TASK BRIEF: Apart from the pictures, reproduce the data below exactly as it stands.

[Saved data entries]

════════════════

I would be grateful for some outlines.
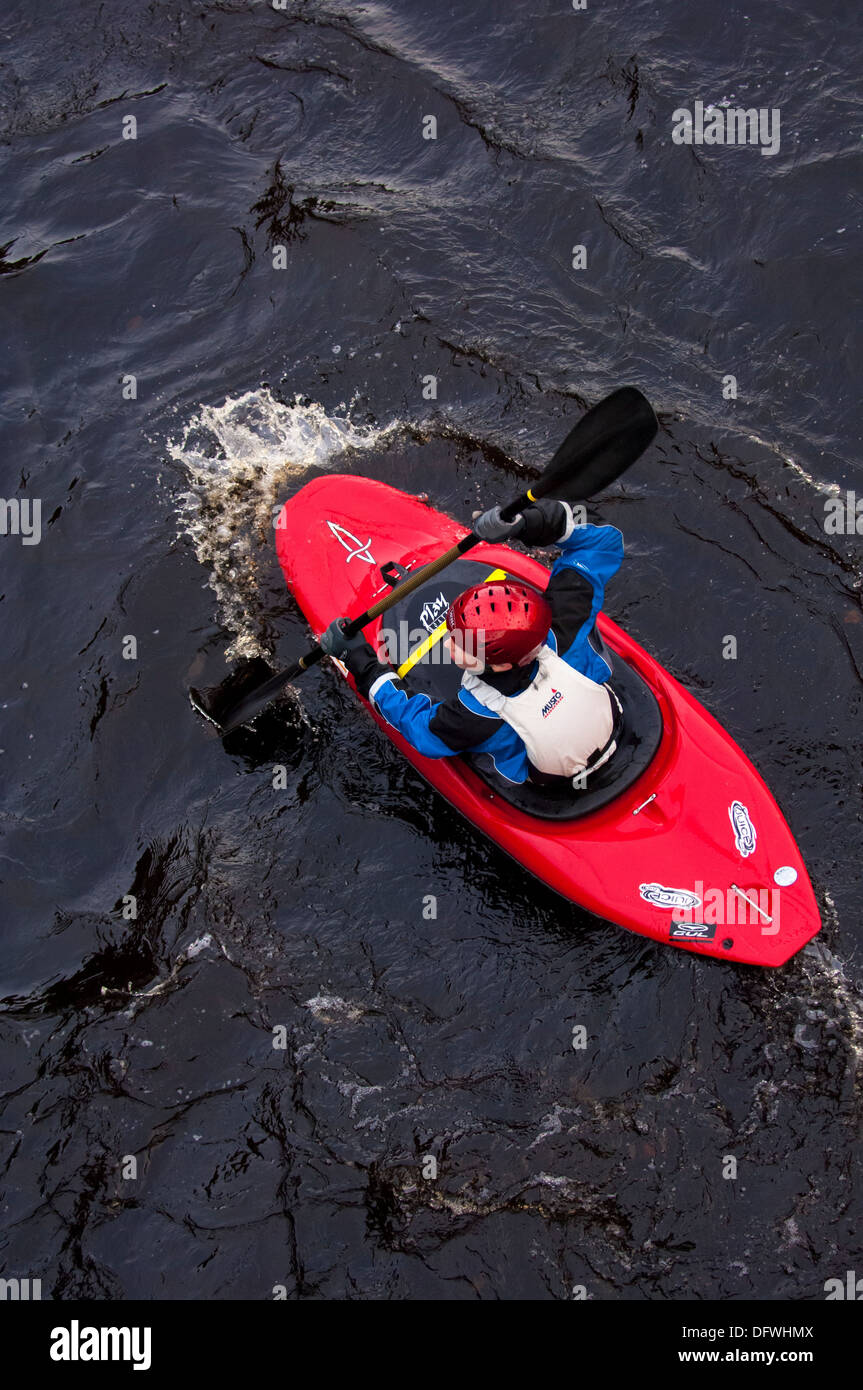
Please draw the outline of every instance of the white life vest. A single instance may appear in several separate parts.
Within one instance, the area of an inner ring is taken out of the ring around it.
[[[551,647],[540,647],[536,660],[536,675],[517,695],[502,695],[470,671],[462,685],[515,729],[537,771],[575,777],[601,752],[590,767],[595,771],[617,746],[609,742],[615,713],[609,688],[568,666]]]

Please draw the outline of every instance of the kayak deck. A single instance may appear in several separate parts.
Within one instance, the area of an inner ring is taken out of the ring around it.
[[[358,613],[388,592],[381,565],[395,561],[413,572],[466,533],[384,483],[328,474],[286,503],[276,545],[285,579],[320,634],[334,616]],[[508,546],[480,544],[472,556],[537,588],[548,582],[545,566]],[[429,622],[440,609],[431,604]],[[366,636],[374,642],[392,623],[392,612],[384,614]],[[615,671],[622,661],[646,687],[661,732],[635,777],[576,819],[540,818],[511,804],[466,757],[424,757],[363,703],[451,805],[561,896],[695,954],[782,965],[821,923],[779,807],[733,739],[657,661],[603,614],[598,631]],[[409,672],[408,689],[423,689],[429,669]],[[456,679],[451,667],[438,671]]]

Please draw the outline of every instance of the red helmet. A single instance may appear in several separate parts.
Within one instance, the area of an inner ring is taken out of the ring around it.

════════════════

RESPONSE:
I would be grateful for some outlines.
Please draw the outline of every instance of the white life vest. A single instance may appear in several separate parts.
Within one instance, the area of an inner ring is taken out of the ring around it.
[[[551,647],[540,647],[536,660],[536,675],[517,695],[502,695],[470,671],[462,685],[515,729],[537,771],[575,777],[601,752],[590,767],[595,771],[617,746],[609,742],[615,713],[609,688],[568,666]]]

Please draw the outline of every instance of the kayak deck. A single instance may appear in several separate parts.
Within one instance, the area of an inner ring is taken out of the ring around it.
[[[358,613],[388,592],[381,565],[395,561],[413,572],[466,533],[384,483],[328,474],[286,503],[276,545],[285,579],[320,634],[334,616]],[[508,546],[480,544],[472,556],[537,588],[548,582],[545,566]],[[429,622],[440,609],[431,604]],[[366,636],[374,642],[392,623],[392,612],[384,614]],[[615,671],[622,661],[646,687],[661,732],[635,777],[576,819],[540,818],[511,804],[466,757],[424,757],[363,703],[451,805],[561,896],[695,954],[782,965],[821,923],[779,807],[733,739],[657,661],[603,614],[598,631]],[[409,672],[408,689],[423,689],[429,669]],[[456,679],[451,667],[438,671]]]

Please draw the outline of every instance of the red helmet. A single instance may appear in several separate parts.
Within one instance, the area of an inner ring is taken out of the ring around it.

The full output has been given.